---- Фрагмент текста

Затем эта канлодка и «Красный Аджаристан», отойдя к горе Абрау, с большим трудом высаживают несколько сот бойцов на узкую полоску земли под обрывом. Но скоро и сюда посыпались мины и снаряды. «Красной Абхазии» нанесены новые повреждения.

Уже более двух часов маневрируют корабли под огнем гитлеровцев. На берег с катеров, болиндеров и канлодок высажено всего около полутора тысяч человек. Потеряно несколько катеров и судов. Немало жертв среди десантников. А близится рассвет, который даст врагу новые преимущества. Налетит фашистская авиация — против нее мы, по существу, беззащитны... Что делать?

Нелегкие то были для меня минуты на мостике «Незаможника», минуты, требовавшие твердого решения.

Решений могло быть два. Первое — не отступать, продолжать попытки высадить десант, во что бы то ни стало прорваться через огонь. Мне на таком решении остановиться было легче, потому что оно соответствовало приказу. Но ведь очевидно, что успеха не добиться, только погубим людей. А если нас здесь застанет рассвет, есть опасность потерять весь десантный отряд. И тогда уже ничего не поправишь.

Второе решение — немедленно отходить, сохраняя корабли и морскую пехоту. Тем самым десантный отряд избежит разгрома и сможет нанести неприятелю удар в каком-то ином месте.

--------
---- Извлечённые записи

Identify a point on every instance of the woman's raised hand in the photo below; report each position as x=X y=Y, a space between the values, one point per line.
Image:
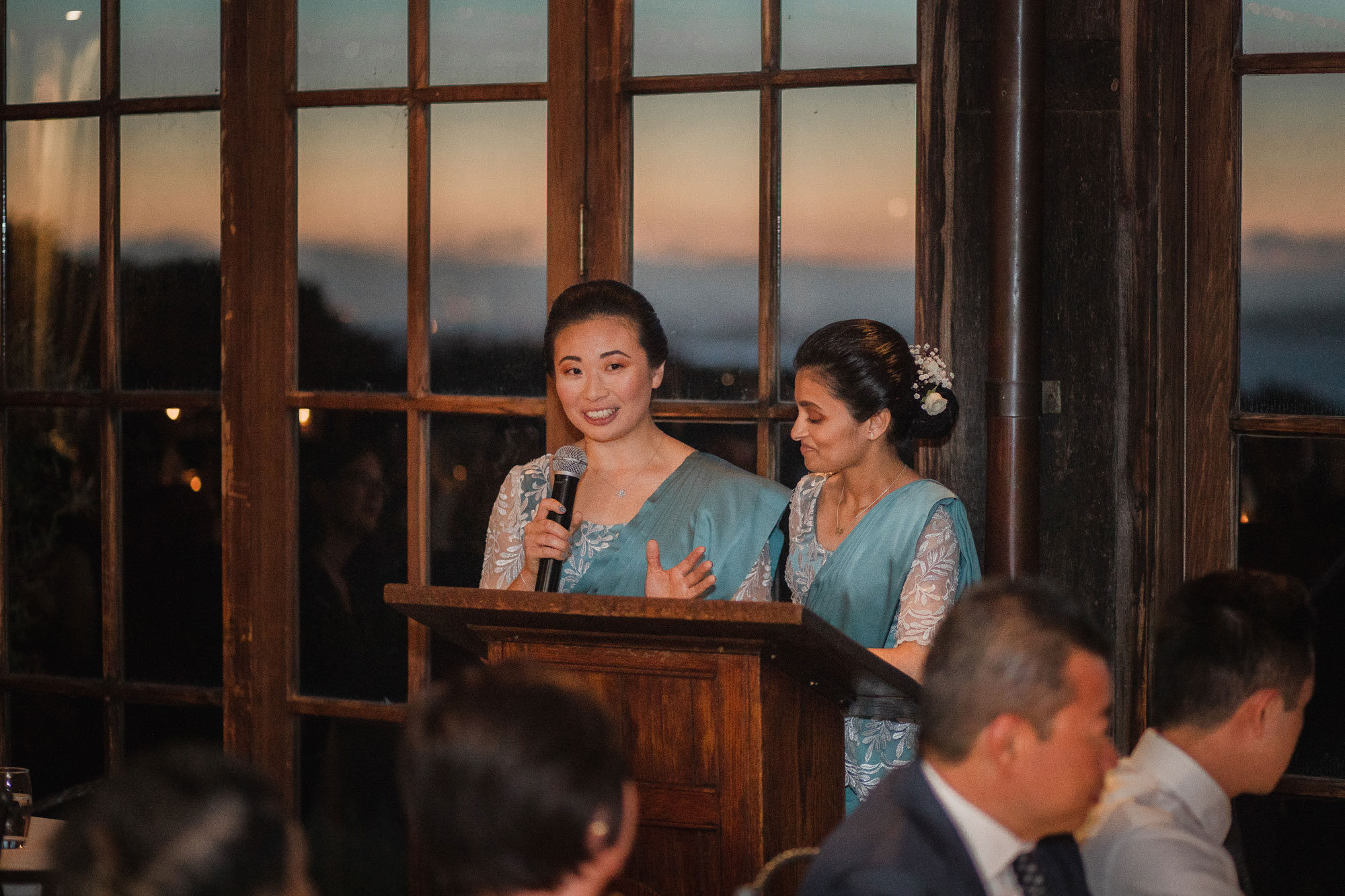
x=689 y=579
x=544 y=538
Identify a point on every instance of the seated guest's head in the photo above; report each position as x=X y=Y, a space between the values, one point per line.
x=514 y=782
x=1234 y=673
x=1017 y=706
x=184 y=822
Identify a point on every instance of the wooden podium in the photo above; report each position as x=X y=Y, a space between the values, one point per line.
x=731 y=713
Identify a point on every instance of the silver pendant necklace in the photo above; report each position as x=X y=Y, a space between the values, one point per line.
x=840 y=526
x=621 y=491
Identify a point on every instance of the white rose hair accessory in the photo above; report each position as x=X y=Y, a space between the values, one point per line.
x=933 y=374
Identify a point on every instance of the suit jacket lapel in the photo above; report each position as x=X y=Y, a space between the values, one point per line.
x=925 y=810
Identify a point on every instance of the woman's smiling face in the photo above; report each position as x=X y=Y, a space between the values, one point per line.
x=829 y=438
x=603 y=377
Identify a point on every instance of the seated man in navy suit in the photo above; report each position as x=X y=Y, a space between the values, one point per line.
x=1015 y=749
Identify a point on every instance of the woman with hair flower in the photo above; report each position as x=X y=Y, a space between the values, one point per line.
x=875 y=549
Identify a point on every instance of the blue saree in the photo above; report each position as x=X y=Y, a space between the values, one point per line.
x=705 y=502
x=859 y=588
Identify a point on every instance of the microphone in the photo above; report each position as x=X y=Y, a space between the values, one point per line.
x=568 y=464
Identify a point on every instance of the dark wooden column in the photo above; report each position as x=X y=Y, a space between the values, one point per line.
x=258 y=259
x=1013 y=377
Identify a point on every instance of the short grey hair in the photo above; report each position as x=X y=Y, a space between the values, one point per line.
x=1001 y=650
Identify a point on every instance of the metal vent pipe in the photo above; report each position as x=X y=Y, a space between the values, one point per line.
x=1013 y=388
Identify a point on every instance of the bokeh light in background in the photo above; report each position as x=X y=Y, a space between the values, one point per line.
x=1293 y=257
x=52 y=57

--------

• [Поставленная задача A]: Объясните в одном–трёх предложениях по тексту о высадке десанта у горы Абрау: почему на первом решении остановиться было легче и чем оно было опасно?
• [Поставленная задача B]: Продолжите текст о высадке десанта у горы Абрау, начиная сразу после его последнего предложения.

• [Ответ на задачу A]: Первое решение соответствовало приказу, поэтому на нём было легче остановиться. Однако успеха таким путём было не добиться, погибли бы люди, а если бы корабли застал рассвет, возникла бы опасность потерять весь десантный отряд.

• [Ответ на задачу B]:
На долгие размышления времени нет. Даю приказ кораблям первого эшелона отходить в Геленджик, а второму эшелону, который уже более часа штормует в нескольких милях от Озерейки, возвращаться в Туапсе. Радиограммой сообщаю об этом решении Военному совету флота.

Канонерские лодки, тральщики и уцелевшие сторожевые катера стали отходить от берега. «Незаможник» пропустил их вперед, а затем занял свое место в охранении колонны.

Чуть забрезжил рассвет, над нами появились «юнкерсы». Пятерка их атаковала эсминец. Маневрируем, отбиваемся [198] огнем зенитных орудий. Один самолет сбили. К счастью, налет был уже недалеко от базы, и скоро пришла помощь.

Утром 4 февраля бросаем якорь в Геленджике. Позади осталась тяжелая ночь, которая не забудется до конца жизни.

По второму варианту

Штормит все сильнее. Даже в бухте эсминец покачивает. На мостике «Незаможника» гуляет сырой и холодный ветер. Но я не спешу спускаться вниз, в каюту. Жду, что меня вызовут на берег, в штаб, или кто-нибудь из командования придет на эсминец.

Интересно, как обстоят дела на Суджукской косе? Если отряд, демонстрировавший наступление на этом вспомогательном направлении, зацепился за землю, в самый раз бросить туда силы наших морских бригад. Хочется верить, что все-таки вступит в действие второй вариант нашего плана.

Проходит час, два. Вызова в штаб нет, и ни один из катеров, которые изредка проносятся по бухте, не пристает к борту «Незаможника».

К вечеру пришло сообщение, что вспомогательный десант удачно высадился в Станичке и держится там. Пошлют ли туда наш отряд, пока неизвестно.

Лишь утром 5 февраля мне был передан приказ командующего флотом готовиться к высадке на Суджукскую косу. Будто огромная тяжесть свалилась с плеч.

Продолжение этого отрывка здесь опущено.